YOUR OBJECTIVE >> Below are some records. Set each one down exactly as it reads.
--- DATA FOR THIS TASK ---
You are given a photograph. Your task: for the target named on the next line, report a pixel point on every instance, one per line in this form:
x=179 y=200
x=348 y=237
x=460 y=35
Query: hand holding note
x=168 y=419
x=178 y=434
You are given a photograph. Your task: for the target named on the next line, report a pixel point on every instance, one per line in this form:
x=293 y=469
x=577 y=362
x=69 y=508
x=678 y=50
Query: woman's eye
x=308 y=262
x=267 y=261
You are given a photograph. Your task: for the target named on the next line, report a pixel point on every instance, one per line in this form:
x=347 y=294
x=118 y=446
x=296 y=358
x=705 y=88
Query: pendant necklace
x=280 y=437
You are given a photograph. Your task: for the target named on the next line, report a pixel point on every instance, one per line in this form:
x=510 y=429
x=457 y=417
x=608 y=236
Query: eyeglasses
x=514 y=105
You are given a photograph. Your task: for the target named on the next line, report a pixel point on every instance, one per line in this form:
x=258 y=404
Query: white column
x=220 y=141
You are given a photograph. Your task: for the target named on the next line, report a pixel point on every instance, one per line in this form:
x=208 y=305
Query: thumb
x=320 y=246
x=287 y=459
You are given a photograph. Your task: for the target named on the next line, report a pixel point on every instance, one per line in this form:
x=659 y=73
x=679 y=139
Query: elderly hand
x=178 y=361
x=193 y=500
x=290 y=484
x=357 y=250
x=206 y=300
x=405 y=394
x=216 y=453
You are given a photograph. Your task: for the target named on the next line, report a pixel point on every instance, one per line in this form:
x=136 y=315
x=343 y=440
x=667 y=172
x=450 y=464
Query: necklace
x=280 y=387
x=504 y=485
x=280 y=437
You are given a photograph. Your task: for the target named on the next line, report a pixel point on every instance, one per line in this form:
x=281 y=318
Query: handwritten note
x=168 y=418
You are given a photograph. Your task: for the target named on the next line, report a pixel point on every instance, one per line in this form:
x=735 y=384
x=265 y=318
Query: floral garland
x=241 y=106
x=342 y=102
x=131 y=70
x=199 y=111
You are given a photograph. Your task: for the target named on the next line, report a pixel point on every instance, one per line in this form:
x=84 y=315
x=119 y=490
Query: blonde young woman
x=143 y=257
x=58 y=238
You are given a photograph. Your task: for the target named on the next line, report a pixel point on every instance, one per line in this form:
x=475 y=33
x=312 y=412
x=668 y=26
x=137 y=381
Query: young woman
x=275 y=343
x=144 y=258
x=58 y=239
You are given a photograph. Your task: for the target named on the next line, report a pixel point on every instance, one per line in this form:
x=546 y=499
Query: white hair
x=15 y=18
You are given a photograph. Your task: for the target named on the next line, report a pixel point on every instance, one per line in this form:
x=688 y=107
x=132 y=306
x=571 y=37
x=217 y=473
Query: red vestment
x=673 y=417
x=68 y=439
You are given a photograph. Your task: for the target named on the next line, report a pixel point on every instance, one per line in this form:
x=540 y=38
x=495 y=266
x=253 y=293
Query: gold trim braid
---
SOLUTION FOR THIS TASK >>
You are given a photograph. Your task: for the target named on the next line, report a pixel point on every instance, one per line in this form:
x=179 y=200
x=348 y=237
x=460 y=35
Query: hand holding note
x=168 y=419
x=178 y=434
You are given a photograph. Your task: for the target named on the next line, report a pixel point on every instance, one per line in this form:
x=293 y=469
x=577 y=362
x=69 y=508
x=678 y=50
Query: woman's eye
x=308 y=262
x=267 y=261
You are given a photograph. Your task: for the target named on the next line, report a pixel point on every instance, one per line in this form:
x=347 y=294
x=118 y=446
x=296 y=358
x=705 y=88
Query: pendant necklace
x=280 y=437
You are given a photograph. Your task: for the target named on the next line, report a pixel point on every instance, one per line in this form:
x=510 y=429
x=457 y=417
x=608 y=236
Query: eyeglasses
x=514 y=105
You are given a photograph. Your task: for the target named on the next line, report a pixel point on every instance, one per line in this form:
x=258 y=404
Query: white column
x=220 y=141
You are given a photograph. Your task: for the target named on the next line, report a pixel point on every instance, one per line in this form:
x=208 y=305
Query: thumb
x=320 y=246
x=287 y=459
You are given a photograph. Your task: for the target named on the next line, report a pixel point on every instance, one per line in this form:
x=659 y=73
x=679 y=139
Query: elderly hand
x=178 y=361
x=193 y=500
x=290 y=484
x=357 y=250
x=206 y=300
x=405 y=394
x=216 y=453
You are given a photograph. Your task: for the target named on the next line, report a pixel point on every instance, one per line in this form:
x=136 y=315
x=343 y=440
x=667 y=172
x=450 y=464
Query: necklace
x=280 y=387
x=504 y=485
x=280 y=437
You are given a photograph. Your task: for the target named on the next line, report a pixel point on every instance, one per line in this form:
x=281 y=318
Query: handwritten note
x=168 y=418
You are given a photograph. Your task: for the target named on the next line, report a pixel point on every instance, one per line in this form:
x=735 y=384
x=265 y=318
Query: floral garland
x=241 y=106
x=342 y=102
x=131 y=70
x=199 y=111
You are given a photograph. Your task: for the target named on the next line, report a pixel point on every instance, one per line in this form:
x=84 y=315
x=119 y=490
Query: blonde young woman
x=143 y=257
x=58 y=238
You are given a photograph. Your task: for the target named on the next line, report a pixel point on every instance, one per line in this form:
x=475 y=33
x=312 y=412
x=668 y=26
x=137 y=381
Query: young woman
x=275 y=343
x=144 y=258
x=58 y=239
You are given a photograph. Your task: for the target named on the next line, report a pixel point on every instance, one per line in this form:
x=546 y=499
Query: white hair
x=15 y=18
You are given a photograph. Your task: for the target named on the next line, report a pixel point on every instance, one per line in this form:
x=688 y=107
x=132 y=306
x=571 y=37
x=217 y=473
Query: red vestment
x=673 y=417
x=68 y=439
You are given a photograph. Your task: for the target named on the next line, report a pixel point on every instance, one per line in this form:
x=540 y=38
x=495 y=266
x=253 y=293
Query: gold trim braid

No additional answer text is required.